Starting at the first of the source records and ending with the line that contains "907L755 1079L806 1147L828", copy those lines with each "rough mask" changed to "coarse mask" and everything else left the same.

(Source records)
+++

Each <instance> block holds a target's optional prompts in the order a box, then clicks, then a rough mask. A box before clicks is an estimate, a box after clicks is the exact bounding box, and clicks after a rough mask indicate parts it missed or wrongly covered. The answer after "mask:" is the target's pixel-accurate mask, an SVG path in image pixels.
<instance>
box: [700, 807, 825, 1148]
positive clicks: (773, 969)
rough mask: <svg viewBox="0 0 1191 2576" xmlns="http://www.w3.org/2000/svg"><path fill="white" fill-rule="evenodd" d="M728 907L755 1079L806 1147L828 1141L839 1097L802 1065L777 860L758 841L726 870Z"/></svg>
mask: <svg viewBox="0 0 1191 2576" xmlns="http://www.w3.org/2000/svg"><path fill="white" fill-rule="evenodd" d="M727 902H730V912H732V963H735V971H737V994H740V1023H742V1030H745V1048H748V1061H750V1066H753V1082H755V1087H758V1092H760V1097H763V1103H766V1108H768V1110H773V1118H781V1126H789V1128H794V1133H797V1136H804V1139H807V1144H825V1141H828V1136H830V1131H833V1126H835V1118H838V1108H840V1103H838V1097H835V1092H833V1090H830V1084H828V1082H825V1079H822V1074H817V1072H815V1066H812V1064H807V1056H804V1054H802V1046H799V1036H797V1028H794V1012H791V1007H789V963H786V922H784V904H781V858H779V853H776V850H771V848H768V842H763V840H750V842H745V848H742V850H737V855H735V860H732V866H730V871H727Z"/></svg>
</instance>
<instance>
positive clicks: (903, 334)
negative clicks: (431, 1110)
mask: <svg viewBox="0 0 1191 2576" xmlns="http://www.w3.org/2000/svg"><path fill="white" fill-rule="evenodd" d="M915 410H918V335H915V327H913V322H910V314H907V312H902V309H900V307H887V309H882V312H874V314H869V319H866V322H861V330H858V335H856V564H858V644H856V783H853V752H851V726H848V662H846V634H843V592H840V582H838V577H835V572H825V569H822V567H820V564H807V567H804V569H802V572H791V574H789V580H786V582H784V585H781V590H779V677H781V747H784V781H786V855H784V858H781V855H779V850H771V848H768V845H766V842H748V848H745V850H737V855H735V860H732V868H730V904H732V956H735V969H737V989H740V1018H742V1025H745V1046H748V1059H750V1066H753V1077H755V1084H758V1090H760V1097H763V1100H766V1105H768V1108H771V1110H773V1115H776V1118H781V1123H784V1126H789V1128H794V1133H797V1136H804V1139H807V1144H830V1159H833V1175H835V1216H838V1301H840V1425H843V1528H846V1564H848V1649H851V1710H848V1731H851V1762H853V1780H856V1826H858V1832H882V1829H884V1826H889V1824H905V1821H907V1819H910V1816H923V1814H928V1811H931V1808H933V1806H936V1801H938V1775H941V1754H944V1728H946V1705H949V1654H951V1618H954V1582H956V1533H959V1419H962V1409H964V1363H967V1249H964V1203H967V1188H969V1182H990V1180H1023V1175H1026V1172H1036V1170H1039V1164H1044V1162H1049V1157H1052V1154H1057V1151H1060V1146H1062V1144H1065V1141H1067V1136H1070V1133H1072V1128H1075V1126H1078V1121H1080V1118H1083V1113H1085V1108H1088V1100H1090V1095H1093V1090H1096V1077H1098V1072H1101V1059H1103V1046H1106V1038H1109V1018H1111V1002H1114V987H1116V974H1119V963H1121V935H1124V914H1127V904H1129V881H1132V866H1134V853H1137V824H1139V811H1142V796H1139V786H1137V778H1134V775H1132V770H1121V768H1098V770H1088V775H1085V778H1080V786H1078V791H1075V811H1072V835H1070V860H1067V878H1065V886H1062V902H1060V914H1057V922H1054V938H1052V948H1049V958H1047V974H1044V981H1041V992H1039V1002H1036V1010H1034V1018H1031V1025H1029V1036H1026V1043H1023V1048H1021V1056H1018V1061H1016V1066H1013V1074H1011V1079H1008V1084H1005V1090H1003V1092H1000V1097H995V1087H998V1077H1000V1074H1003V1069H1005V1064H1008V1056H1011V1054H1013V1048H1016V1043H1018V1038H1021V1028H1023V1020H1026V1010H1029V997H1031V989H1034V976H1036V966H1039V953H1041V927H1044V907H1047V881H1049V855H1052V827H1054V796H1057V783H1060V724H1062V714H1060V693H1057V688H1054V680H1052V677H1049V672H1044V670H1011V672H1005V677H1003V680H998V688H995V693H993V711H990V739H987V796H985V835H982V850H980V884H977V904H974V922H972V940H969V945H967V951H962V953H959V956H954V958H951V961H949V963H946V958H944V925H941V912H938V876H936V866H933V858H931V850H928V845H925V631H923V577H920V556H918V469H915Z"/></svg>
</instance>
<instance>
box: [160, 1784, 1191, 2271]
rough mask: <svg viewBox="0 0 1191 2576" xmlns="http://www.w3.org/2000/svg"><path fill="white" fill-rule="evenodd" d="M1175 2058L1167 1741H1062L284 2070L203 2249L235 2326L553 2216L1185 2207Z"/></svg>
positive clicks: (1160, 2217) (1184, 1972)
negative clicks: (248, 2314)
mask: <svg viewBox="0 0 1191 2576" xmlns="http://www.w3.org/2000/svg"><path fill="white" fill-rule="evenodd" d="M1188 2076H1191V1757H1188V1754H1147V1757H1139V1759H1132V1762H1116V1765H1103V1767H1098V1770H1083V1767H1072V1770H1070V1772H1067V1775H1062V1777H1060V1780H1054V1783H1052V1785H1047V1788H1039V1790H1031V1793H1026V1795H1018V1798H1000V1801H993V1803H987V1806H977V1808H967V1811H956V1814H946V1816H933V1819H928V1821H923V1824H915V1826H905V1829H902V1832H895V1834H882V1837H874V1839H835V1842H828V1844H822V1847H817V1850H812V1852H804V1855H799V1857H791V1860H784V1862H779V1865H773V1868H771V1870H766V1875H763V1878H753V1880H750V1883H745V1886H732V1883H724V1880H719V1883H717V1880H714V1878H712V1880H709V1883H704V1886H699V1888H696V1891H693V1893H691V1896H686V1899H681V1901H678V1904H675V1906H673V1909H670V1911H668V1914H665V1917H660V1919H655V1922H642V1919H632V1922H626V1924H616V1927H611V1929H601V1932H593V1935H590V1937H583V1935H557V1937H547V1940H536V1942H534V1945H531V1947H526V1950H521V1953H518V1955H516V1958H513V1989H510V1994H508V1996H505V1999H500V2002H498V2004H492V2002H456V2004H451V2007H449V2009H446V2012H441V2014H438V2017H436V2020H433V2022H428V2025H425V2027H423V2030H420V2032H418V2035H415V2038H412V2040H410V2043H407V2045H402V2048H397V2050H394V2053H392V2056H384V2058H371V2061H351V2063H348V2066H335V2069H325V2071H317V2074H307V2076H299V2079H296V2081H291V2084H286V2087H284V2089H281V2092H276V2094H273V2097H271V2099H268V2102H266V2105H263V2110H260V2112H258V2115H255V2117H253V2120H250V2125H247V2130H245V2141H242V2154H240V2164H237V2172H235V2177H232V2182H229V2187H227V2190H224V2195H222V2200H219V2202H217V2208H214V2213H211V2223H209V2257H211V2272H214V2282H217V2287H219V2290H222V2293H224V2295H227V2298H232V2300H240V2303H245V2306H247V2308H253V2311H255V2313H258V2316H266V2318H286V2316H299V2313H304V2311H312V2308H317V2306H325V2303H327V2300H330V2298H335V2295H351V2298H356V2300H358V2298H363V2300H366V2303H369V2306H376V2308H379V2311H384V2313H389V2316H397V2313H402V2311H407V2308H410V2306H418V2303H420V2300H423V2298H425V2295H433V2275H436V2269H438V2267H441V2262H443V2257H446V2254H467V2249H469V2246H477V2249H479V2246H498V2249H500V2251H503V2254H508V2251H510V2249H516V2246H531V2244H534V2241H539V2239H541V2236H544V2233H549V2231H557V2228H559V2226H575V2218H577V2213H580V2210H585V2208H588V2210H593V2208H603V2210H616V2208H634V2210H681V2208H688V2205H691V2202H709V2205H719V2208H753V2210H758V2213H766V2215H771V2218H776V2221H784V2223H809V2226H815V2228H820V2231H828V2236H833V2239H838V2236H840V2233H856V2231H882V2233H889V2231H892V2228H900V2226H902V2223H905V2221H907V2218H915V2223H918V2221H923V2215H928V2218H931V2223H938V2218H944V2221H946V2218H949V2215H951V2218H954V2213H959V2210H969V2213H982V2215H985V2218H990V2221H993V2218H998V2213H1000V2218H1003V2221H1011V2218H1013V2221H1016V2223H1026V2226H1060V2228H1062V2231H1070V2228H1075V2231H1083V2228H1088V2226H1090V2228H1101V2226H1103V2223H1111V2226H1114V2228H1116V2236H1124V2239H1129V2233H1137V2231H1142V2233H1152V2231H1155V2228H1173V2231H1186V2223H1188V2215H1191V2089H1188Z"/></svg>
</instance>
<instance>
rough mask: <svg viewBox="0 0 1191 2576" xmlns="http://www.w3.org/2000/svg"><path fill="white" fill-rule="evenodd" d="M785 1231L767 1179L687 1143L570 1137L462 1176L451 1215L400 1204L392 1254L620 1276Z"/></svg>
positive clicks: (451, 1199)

+++

## Reply
Each <instance> block holds a target's optional prompts in the order a box, then clicks, then a coarse mask. A box before clicks is an estimate, a box after clicks is the exact bounding box, and clicks after a coarse mask indicate parts it missed or wrongly covered. The answer after "mask:" is the target's pixel-accurate mask, an SVG path in image pixels.
<instance>
box: [700, 807, 825, 1148]
positive clicks: (773, 969)
coarse mask: <svg viewBox="0 0 1191 2576" xmlns="http://www.w3.org/2000/svg"><path fill="white" fill-rule="evenodd" d="M728 907L755 1079L806 1147L828 1141L839 1097L802 1065L777 860L758 841L726 870Z"/></svg>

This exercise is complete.